INPUT DATA:
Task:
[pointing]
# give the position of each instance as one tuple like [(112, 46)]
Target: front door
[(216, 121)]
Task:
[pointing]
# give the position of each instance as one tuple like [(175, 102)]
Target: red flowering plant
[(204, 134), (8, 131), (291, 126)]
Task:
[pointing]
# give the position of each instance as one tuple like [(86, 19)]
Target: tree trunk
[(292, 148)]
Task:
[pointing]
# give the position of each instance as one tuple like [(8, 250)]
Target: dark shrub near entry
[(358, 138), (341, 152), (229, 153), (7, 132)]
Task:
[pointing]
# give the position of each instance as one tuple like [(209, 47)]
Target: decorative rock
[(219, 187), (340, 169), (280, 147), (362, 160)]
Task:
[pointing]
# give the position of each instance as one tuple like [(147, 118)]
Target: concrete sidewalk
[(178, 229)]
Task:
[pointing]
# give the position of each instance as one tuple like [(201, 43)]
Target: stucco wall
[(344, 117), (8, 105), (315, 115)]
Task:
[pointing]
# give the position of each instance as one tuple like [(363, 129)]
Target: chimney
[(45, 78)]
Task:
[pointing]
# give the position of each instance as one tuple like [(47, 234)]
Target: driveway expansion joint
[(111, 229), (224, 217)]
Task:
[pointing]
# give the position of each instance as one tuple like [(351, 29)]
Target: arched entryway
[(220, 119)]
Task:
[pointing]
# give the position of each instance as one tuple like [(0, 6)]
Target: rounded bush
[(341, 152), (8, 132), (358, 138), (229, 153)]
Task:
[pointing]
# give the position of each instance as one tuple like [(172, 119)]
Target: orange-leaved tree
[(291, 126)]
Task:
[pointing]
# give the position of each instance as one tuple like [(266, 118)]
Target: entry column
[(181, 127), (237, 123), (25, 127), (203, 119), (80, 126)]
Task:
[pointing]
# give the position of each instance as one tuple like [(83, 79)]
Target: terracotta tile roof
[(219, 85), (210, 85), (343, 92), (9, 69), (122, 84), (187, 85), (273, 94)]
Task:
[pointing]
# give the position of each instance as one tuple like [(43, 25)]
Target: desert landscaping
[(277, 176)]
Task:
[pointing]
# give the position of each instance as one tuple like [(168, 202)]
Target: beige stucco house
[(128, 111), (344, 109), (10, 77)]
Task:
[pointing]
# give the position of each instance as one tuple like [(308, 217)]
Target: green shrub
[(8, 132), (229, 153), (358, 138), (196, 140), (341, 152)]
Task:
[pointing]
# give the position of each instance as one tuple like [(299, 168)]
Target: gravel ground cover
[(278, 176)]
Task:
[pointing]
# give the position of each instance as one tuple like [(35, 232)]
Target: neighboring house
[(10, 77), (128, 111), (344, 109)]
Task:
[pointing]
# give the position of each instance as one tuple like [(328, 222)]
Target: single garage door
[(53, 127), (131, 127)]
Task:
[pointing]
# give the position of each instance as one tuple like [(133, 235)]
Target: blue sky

WHAT YOU ARE ASKED TO DO: Write out only those lines that fall between the one containing "Target: rounded bush" and the end of the entries, the first and last included, exactly as they read.

PROBLEM SOLUTION:
Target: rounded bush
[(341, 152), (8, 132), (358, 138), (229, 153)]
Task:
[pointing]
# give the position of each instance as one tuple like [(172, 119)]
Target: orange-leaved tree
[(291, 126)]
Task:
[pointing]
# give the position of each instance as one tuple like [(266, 118)]
Target: entry column
[(181, 127), (237, 123), (25, 127), (203, 119), (80, 126)]
Task:
[pointing]
# give the position of each instance as one tuple like [(83, 79)]
Target: terracotta tile roof
[(219, 85), (210, 85), (343, 92), (9, 69), (122, 84), (187, 85), (273, 94)]
Task:
[pointing]
# give the position of each instance as one tuple like [(43, 25)]
Target: desert landscaping
[(277, 176)]
Task:
[pointing]
# give the position of each instance as one tuple like [(168, 202)]
Target: beige stucco house
[(128, 111), (344, 109), (10, 77)]
Task:
[pointing]
# give the position of each instance as one tuple like [(308, 217)]
Target: green shrub
[(8, 132), (229, 153), (358, 138), (196, 140), (341, 152)]
Task:
[pointing]
# give the position of each instance as one tuple like [(299, 168)]
Target: gravel ground cover
[(278, 176)]
Task:
[pointing]
# give the position of each instance as one tuple like [(35, 232)]
Target: neighboring house
[(10, 77), (128, 111), (344, 109)]
Task:
[pointing]
# give the position of each instance as one tuple like [(328, 222)]
Target: single garage door
[(53, 127), (131, 127)]
Task:
[pointing]
# give the position of each instance as one tuple like [(133, 235)]
Target: blue sky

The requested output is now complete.